EXERCISE DETAILS
Count the lines in the records below that contain the word "each". Reply with that number alone.

ENTRIES PROVIDED
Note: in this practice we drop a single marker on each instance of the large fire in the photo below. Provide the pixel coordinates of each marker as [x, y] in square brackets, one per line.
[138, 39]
...
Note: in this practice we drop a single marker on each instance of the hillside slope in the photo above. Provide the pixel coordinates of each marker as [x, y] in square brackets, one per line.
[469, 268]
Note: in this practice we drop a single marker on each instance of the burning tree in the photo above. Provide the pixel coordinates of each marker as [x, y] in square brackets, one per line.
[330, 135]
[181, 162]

ANSWER TO THE TASK
3